## Data listing
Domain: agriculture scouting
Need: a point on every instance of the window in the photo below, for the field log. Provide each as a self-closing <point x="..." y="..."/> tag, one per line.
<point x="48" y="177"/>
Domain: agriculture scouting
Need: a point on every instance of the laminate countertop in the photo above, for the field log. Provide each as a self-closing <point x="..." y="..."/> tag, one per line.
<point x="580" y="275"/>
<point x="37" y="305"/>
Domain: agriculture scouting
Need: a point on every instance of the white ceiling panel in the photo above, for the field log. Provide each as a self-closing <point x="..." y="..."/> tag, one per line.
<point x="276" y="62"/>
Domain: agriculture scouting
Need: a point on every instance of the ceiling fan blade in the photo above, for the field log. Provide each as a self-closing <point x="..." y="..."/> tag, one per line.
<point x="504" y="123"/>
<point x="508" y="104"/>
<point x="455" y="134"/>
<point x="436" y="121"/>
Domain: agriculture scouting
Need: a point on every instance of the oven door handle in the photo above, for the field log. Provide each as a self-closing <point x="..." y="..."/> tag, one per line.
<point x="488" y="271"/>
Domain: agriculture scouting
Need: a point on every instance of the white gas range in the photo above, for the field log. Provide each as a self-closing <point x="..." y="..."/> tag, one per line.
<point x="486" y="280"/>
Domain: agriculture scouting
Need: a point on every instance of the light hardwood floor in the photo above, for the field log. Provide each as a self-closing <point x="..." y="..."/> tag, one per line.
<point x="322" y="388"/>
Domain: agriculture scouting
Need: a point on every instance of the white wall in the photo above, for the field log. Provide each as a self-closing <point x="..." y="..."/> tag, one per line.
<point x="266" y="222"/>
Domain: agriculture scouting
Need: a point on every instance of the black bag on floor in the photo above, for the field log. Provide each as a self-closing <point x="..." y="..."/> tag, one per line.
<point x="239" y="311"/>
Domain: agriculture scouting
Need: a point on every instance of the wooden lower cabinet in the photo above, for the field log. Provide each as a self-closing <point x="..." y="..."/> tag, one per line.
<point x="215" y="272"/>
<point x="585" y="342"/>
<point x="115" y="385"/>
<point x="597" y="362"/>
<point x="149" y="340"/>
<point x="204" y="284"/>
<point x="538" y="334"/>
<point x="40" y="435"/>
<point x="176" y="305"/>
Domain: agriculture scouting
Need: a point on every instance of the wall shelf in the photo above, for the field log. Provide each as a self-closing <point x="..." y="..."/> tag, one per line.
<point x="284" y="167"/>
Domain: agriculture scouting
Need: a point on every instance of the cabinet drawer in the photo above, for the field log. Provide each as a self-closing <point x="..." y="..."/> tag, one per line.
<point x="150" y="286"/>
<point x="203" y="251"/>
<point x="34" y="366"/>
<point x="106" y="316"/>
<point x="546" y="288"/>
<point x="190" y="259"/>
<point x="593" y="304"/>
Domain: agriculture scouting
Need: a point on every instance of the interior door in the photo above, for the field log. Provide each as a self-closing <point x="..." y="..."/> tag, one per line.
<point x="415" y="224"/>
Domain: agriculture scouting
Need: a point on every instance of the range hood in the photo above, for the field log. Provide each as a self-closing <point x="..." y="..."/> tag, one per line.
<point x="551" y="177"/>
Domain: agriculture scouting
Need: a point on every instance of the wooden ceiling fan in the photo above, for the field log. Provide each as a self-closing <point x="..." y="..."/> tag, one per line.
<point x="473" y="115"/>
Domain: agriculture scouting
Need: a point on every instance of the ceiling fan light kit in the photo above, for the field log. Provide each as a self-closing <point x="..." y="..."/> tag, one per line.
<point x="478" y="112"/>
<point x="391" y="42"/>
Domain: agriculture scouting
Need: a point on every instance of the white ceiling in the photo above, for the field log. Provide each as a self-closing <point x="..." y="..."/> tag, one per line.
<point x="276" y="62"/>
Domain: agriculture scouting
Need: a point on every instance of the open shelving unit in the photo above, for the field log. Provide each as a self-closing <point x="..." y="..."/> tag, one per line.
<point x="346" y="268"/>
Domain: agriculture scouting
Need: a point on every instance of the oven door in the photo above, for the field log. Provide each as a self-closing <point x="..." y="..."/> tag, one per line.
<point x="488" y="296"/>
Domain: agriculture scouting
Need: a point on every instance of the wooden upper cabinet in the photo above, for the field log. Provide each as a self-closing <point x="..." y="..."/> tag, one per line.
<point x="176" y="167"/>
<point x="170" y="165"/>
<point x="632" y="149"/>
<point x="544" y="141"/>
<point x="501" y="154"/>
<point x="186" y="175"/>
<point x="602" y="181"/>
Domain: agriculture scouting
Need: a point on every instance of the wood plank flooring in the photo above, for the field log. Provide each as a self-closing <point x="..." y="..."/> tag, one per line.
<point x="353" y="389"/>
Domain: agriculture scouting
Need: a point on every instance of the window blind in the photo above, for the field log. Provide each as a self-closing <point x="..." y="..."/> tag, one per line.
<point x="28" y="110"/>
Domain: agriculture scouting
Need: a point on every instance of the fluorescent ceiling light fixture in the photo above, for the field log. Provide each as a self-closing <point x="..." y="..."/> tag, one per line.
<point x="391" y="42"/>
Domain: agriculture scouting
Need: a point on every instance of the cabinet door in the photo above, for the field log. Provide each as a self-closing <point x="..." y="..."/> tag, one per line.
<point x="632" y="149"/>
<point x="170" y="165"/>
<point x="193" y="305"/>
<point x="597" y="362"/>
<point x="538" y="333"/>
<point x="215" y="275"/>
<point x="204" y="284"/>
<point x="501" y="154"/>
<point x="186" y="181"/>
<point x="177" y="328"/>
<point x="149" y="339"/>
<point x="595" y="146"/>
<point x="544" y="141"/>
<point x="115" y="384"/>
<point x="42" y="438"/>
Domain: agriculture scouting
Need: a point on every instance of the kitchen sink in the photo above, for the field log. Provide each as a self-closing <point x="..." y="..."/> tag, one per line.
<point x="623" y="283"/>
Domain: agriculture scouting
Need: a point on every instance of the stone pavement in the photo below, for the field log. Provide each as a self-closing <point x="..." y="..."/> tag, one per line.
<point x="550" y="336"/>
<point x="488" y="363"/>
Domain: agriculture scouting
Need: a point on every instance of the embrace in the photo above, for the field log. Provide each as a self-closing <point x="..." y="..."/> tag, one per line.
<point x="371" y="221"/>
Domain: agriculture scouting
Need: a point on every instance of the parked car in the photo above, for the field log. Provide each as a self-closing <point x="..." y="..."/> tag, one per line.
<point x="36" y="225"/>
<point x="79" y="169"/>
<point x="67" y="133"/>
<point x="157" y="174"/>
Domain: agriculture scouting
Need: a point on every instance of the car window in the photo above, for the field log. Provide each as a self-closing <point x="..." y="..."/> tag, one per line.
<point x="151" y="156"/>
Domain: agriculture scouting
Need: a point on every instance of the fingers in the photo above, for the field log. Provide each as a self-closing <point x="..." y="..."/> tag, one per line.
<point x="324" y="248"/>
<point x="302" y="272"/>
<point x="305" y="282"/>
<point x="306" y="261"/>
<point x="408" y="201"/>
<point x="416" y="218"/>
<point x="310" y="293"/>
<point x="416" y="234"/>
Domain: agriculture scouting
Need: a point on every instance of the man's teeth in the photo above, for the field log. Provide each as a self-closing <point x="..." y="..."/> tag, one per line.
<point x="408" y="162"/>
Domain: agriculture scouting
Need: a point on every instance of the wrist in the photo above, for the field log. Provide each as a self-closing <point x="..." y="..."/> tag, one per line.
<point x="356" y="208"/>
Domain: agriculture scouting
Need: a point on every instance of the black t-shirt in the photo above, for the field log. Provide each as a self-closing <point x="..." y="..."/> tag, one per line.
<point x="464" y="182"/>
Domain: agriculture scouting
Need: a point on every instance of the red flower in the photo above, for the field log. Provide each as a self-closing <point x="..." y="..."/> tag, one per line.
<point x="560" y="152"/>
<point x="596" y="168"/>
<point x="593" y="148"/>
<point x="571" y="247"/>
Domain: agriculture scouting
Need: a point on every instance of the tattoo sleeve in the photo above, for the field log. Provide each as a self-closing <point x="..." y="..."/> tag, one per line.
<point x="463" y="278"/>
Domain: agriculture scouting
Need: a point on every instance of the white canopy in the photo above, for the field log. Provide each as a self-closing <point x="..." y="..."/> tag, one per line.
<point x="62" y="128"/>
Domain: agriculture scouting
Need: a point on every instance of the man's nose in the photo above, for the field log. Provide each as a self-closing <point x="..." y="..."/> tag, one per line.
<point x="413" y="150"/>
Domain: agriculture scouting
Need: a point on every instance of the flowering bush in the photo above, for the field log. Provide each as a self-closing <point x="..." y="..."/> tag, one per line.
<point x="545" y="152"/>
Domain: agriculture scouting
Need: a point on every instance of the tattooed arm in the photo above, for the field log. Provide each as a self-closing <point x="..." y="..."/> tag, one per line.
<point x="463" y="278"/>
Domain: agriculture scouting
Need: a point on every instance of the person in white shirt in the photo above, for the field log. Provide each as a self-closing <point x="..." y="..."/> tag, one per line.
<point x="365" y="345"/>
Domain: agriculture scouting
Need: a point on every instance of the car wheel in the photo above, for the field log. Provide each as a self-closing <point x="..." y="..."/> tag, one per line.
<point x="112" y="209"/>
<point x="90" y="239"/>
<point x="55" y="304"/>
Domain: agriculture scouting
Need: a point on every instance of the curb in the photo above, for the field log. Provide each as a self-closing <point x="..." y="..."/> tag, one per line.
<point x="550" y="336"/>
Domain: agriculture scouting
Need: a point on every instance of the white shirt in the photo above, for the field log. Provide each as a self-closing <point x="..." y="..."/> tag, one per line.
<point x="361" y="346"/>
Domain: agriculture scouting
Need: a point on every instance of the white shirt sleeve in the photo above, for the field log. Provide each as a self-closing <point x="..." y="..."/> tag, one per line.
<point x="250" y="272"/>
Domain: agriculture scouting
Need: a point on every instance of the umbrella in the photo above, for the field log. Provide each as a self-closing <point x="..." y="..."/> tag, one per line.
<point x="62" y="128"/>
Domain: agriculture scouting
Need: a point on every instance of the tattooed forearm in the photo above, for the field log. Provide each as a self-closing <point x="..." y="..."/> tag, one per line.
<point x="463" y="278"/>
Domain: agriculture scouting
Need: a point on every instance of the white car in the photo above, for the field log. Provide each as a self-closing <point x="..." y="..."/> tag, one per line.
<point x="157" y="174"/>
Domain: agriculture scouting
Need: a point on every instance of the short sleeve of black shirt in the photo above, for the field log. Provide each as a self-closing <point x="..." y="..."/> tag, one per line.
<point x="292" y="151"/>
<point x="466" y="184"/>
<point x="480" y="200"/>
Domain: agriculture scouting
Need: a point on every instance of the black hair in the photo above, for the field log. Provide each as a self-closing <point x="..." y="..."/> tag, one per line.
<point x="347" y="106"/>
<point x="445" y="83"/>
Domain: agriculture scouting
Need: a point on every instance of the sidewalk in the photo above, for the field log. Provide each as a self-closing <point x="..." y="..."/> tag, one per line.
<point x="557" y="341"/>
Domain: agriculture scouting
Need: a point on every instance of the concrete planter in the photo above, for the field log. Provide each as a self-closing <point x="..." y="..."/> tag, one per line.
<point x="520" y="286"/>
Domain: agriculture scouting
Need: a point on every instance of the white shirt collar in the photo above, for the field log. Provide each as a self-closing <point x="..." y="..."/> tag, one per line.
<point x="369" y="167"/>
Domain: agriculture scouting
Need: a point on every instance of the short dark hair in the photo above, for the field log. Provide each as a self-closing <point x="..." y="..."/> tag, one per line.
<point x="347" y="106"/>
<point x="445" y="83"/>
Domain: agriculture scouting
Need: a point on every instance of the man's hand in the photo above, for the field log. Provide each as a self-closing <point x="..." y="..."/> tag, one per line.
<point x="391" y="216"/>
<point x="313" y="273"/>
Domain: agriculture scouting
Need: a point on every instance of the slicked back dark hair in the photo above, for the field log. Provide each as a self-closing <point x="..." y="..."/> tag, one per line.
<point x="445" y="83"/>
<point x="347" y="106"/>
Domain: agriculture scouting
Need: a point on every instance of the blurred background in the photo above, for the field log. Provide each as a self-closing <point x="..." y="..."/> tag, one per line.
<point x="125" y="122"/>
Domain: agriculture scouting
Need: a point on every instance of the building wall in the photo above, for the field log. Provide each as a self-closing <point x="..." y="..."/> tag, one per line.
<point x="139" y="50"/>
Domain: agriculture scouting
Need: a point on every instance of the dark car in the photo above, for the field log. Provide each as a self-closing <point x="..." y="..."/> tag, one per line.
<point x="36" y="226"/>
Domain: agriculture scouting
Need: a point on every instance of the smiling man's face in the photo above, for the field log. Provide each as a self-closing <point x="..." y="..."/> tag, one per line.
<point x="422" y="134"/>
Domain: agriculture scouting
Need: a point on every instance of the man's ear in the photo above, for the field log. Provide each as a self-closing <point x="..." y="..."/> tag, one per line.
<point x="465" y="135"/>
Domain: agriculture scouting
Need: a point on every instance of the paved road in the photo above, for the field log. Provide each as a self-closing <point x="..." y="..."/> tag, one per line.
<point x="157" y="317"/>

## Exercise prompt
Lines from the one holding "Need: a point on every instance of the smiling" to the last line of the records: return these exactly, and only these.

## Written reply
Need: a point on every instance of the smiling man's face in the photo above, for the field log. Provide each as a self-closing <point x="..." y="..."/> tag, one per line.
<point x="422" y="134"/>
Domain: agriculture scouting
Need: a point on every instance of the man's ear in the photo above, for the field log. Provide each as a self-closing <point x="..." y="..."/> tag, one per line.
<point x="465" y="135"/>
Domain: agriculture scouting
Need: a point on every instance of the paved road in the photo above, for the field log. Provide each as a self-closing <point x="..." y="..."/> tag, one per line.
<point x="157" y="317"/>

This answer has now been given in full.